> Task prompt:
Your copy of the data should match it exactly, leaving out only the pictures.

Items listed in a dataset
------

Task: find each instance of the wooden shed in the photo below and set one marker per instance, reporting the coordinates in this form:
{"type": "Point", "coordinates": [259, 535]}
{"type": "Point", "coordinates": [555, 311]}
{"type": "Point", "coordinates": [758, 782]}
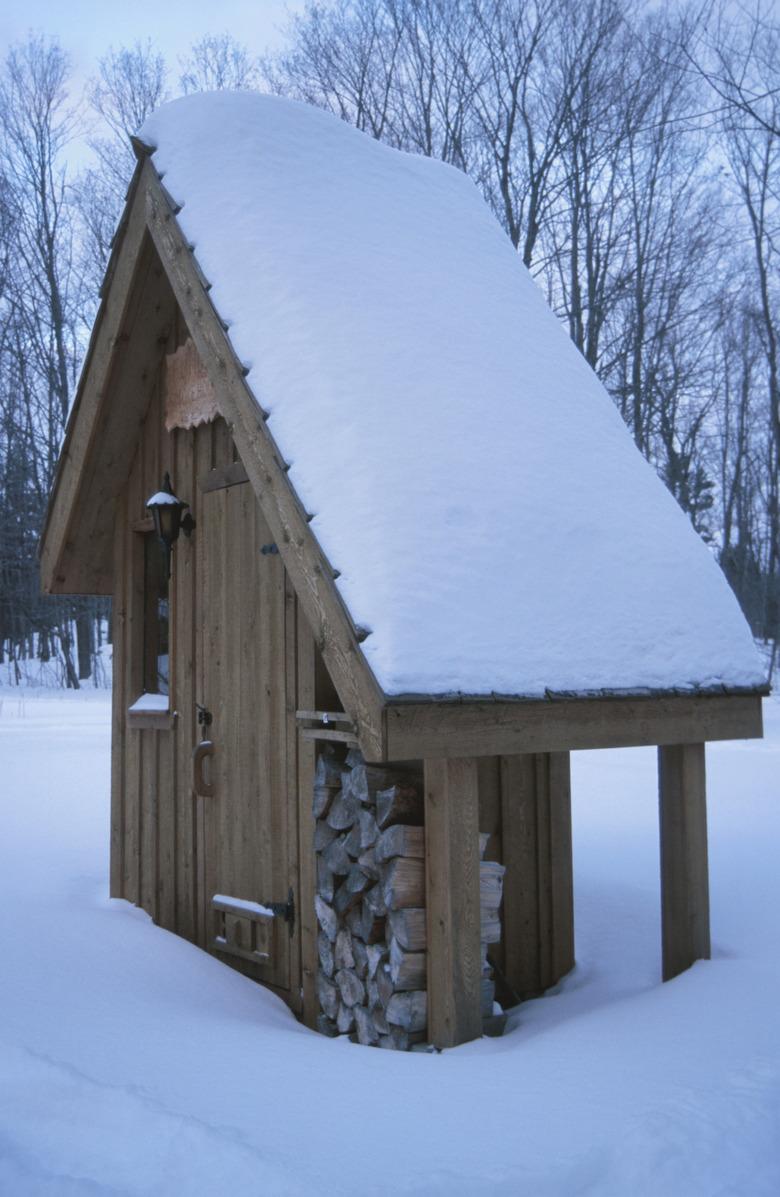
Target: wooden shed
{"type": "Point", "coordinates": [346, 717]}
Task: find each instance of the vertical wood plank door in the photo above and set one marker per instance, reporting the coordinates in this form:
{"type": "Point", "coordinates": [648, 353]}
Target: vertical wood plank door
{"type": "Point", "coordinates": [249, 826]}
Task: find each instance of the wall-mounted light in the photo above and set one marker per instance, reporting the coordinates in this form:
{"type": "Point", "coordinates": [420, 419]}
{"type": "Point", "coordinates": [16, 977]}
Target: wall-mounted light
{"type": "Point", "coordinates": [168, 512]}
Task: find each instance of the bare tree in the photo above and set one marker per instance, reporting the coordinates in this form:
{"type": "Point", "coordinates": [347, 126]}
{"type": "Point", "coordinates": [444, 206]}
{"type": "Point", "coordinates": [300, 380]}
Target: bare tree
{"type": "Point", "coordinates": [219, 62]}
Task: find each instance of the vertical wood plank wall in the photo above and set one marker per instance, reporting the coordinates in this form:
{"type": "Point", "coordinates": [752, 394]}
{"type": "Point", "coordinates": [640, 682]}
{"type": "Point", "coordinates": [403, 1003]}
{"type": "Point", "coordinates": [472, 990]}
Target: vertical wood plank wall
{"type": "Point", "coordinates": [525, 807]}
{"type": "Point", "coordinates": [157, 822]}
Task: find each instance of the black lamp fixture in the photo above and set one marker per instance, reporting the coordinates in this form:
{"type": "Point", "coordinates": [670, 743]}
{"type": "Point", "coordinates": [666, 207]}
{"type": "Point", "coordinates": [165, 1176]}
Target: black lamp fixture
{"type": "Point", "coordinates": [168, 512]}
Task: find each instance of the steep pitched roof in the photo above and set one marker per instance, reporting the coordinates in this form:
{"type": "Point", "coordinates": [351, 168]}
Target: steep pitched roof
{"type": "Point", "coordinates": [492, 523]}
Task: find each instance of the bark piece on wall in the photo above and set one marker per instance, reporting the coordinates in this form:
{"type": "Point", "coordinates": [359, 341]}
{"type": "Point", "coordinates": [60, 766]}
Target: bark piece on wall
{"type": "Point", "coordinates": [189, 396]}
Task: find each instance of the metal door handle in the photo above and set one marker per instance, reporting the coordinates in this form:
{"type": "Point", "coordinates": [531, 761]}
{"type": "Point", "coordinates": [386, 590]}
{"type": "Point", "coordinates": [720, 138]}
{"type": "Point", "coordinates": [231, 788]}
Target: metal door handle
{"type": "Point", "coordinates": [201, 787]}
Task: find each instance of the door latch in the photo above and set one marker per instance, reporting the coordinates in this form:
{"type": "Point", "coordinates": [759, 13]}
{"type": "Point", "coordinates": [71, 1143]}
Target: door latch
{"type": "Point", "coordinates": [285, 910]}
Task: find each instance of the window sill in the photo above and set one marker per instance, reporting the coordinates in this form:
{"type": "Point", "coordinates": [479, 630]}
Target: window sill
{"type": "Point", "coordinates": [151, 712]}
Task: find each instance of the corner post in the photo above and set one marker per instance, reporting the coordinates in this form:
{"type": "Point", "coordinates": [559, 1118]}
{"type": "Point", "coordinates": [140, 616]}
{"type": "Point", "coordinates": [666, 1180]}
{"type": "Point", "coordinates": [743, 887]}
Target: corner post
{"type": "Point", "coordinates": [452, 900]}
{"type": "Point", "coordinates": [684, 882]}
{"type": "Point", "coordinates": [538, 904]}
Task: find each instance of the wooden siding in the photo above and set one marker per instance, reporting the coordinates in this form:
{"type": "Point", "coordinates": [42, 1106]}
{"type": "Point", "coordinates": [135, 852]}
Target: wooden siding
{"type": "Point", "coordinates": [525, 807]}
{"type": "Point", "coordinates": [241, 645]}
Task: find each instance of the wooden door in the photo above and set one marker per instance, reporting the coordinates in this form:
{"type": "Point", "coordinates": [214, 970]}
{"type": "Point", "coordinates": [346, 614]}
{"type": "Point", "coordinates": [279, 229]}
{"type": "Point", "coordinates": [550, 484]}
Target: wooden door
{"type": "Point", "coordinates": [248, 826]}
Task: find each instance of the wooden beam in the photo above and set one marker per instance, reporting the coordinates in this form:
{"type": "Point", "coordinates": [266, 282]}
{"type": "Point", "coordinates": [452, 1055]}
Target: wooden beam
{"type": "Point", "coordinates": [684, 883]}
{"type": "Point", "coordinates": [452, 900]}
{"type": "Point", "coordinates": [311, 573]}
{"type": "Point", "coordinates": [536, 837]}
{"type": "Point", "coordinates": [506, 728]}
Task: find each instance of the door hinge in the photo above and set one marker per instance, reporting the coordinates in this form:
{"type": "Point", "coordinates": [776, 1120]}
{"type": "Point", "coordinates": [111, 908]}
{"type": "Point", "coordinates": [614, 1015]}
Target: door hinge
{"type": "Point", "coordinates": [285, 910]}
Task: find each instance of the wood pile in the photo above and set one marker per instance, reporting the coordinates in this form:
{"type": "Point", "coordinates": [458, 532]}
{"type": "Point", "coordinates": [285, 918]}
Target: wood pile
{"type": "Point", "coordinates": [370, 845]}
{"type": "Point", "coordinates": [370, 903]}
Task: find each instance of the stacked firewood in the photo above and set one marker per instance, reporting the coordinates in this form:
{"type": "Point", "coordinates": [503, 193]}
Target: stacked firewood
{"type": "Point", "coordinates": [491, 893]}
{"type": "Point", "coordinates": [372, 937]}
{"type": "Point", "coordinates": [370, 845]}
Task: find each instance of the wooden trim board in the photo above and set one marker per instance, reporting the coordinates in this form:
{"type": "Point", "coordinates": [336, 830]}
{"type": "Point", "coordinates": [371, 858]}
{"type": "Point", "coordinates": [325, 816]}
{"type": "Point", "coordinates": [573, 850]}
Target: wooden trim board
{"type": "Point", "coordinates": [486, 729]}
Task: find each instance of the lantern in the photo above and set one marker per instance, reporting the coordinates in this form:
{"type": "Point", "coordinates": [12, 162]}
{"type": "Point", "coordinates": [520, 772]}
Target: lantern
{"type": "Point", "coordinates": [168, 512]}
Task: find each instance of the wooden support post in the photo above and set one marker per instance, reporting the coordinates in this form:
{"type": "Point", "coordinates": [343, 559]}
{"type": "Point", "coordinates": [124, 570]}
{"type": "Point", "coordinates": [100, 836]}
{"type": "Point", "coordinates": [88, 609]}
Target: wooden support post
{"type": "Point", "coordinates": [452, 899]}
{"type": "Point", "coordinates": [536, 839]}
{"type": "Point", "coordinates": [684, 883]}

------

> Solution below:
Task: find each instance of the wooden shed in the photo below and set one marker per instance, reporting the coordinates in this form:
{"type": "Point", "coordinates": [259, 535]}
{"type": "Point", "coordinates": [555, 311]}
{"type": "Point", "coordinates": [758, 782]}
Target: wooden shed
{"type": "Point", "coordinates": [346, 717]}
Task: find each instance of the vertical wood plank door in the photo above and set one marker per instance, reporting the coordinates in this form:
{"type": "Point", "coordinates": [648, 353]}
Target: vertical wood plank door
{"type": "Point", "coordinates": [249, 826]}
Task: find each instance of the wall-mounted light in the photo above and set one marker per instance, reporting the coordinates in this form:
{"type": "Point", "coordinates": [420, 419]}
{"type": "Point", "coordinates": [16, 977]}
Target: wall-mounted light
{"type": "Point", "coordinates": [168, 512]}
Task: find each instance of the bare tree in the photo above and set one marker per instance, reporting the coordinates in this form:
{"type": "Point", "coordinates": [347, 126]}
{"type": "Point", "coordinates": [444, 206]}
{"type": "Point", "coordinates": [300, 380]}
Target: bare tree
{"type": "Point", "coordinates": [219, 62]}
Task: find each instance of the vertical wood plank wall in the photo above and set one marker per instance, reporting the coordinates in this form:
{"type": "Point", "coordinates": [752, 394]}
{"type": "Point", "coordinates": [640, 682]}
{"type": "Point", "coordinates": [403, 1003]}
{"type": "Point", "coordinates": [472, 990]}
Target: vertical wood plank wall
{"type": "Point", "coordinates": [525, 807]}
{"type": "Point", "coordinates": [157, 822]}
Task: find each instance of the black lamp fixture in the photo above and set one marker per instance, reporting the coordinates in this form:
{"type": "Point", "coordinates": [670, 743]}
{"type": "Point", "coordinates": [666, 207]}
{"type": "Point", "coordinates": [165, 1176]}
Target: black lamp fixture
{"type": "Point", "coordinates": [168, 512]}
Task: find each instance of the steep pitched roof in the photo above and set one marker per instance, reporting the coordinates in this form:
{"type": "Point", "coordinates": [351, 168]}
Target: steep pitched roof
{"type": "Point", "coordinates": [492, 523]}
Task: find each instance of the bark piece on wall in the photo above and set one marker per instance, reporting the coordinates in this form:
{"type": "Point", "coordinates": [359, 341]}
{"type": "Point", "coordinates": [60, 766]}
Target: bark piece on wall
{"type": "Point", "coordinates": [189, 396]}
Task: find each instance of the metal door handle in the photo above and set one marker per instance, reporting the coordinates in this form:
{"type": "Point", "coordinates": [531, 761]}
{"type": "Point", "coordinates": [386, 590]}
{"type": "Point", "coordinates": [720, 138]}
{"type": "Point", "coordinates": [231, 788]}
Target: metal door handle
{"type": "Point", "coordinates": [201, 787]}
Task: find each instance of the door latch in the photo above and set one marker per instance, reporting the coordinates in this form:
{"type": "Point", "coordinates": [759, 13]}
{"type": "Point", "coordinates": [71, 1143]}
Target: door latch
{"type": "Point", "coordinates": [285, 910]}
Task: find each instance of the window sill in the photo above and set one marker per instance, reporting the coordinates in this form:
{"type": "Point", "coordinates": [479, 630]}
Target: window sill
{"type": "Point", "coordinates": [151, 712]}
Task: find each instance of the corner post in the photo above and set one marker per instance, reporting the coordinates in this form:
{"type": "Point", "coordinates": [559, 1118]}
{"type": "Point", "coordinates": [140, 616]}
{"type": "Point", "coordinates": [666, 1180]}
{"type": "Point", "coordinates": [743, 887]}
Target: corner post
{"type": "Point", "coordinates": [452, 900]}
{"type": "Point", "coordinates": [684, 882]}
{"type": "Point", "coordinates": [538, 904]}
Task: find each instance of the wooden siding in the photo above and set one marker per instance, reporting the coordinates in this form:
{"type": "Point", "coordinates": [42, 1106]}
{"type": "Point", "coordinates": [135, 852]}
Target: wooden siding
{"type": "Point", "coordinates": [525, 807]}
{"type": "Point", "coordinates": [241, 645]}
Task: find each instance of the wooden door in the photo above and set one marker per instance, reporting the coordinates in this form:
{"type": "Point", "coordinates": [214, 970]}
{"type": "Point", "coordinates": [346, 614]}
{"type": "Point", "coordinates": [279, 229]}
{"type": "Point", "coordinates": [550, 484]}
Target: wooden door
{"type": "Point", "coordinates": [248, 826]}
Task: find each instance of the wooden beam in the photo above and set one marker per instance, reporting the coordinates in this form:
{"type": "Point", "coordinates": [266, 282]}
{"type": "Point", "coordinates": [452, 1055]}
Target: wooden beam
{"type": "Point", "coordinates": [684, 883]}
{"type": "Point", "coordinates": [452, 900]}
{"type": "Point", "coordinates": [311, 573]}
{"type": "Point", "coordinates": [536, 837]}
{"type": "Point", "coordinates": [506, 728]}
Task: find each instance of the door hinge in the photo above and set one marker per instance, reporting the coordinates in this form:
{"type": "Point", "coordinates": [776, 1120]}
{"type": "Point", "coordinates": [111, 908]}
{"type": "Point", "coordinates": [614, 1015]}
Target: door hinge
{"type": "Point", "coordinates": [285, 910]}
Task: find each instance of the wood pile in the photo above and set one marker per instance, reporting the coordinates in this form:
{"type": "Point", "coordinates": [458, 532]}
{"type": "Point", "coordinates": [285, 918]}
Target: wood pile
{"type": "Point", "coordinates": [370, 845]}
{"type": "Point", "coordinates": [370, 903]}
Task: find each instance of the stacked firewood in the photo above and set one marker per instance, reporting the coordinates in this form:
{"type": "Point", "coordinates": [503, 193]}
Target: stacked firewood
{"type": "Point", "coordinates": [491, 893]}
{"type": "Point", "coordinates": [372, 937]}
{"type": "Point", "coordinates": [370, 845]}
Task: find each instance of the wooden trim board in the photo above and set one marker per instance, reporting the coordinates in this form:
{"type": "Point", "coordinates": [336, 830]}
{"type": "Point", "coordinates": [371, 858]}
{"type": "Point", "coordinates": [325, 816]}
{"type": "Point", "coordinates": [573, 850]}
Target: wooden trim board
{"type": "Point", "coordinates": [486, 729]}
Task: find each instance of the lantern in the photo above and set one marker per instance, reporting the coordinates in this form:
{"type": "Point", "coordinates": [12, 162]}
{"type": "Point", "coordinates": [520, 772]}
Target: lantern
{"type": "Point", "coordinates": [168, 512]}
Task: find each instance of the wooden support post in the photo above and set one marker per instance, reporting the coordinates in this form:
{"type": "Point", "coordinates": [343, 559]}
{"type": "Point", "coordinates": [124, 570]}
{"type": "Point", "coordinates": [100, 836]}
{"type": "Point", "coordinates": [88, 609]}
Target: wooden support post
{"type": "Point", "coordinates": [452, 899]}
{"type": "Point", "coordinates": [536, 839]}
{"type": "Point", "coordinates": [684, 883]}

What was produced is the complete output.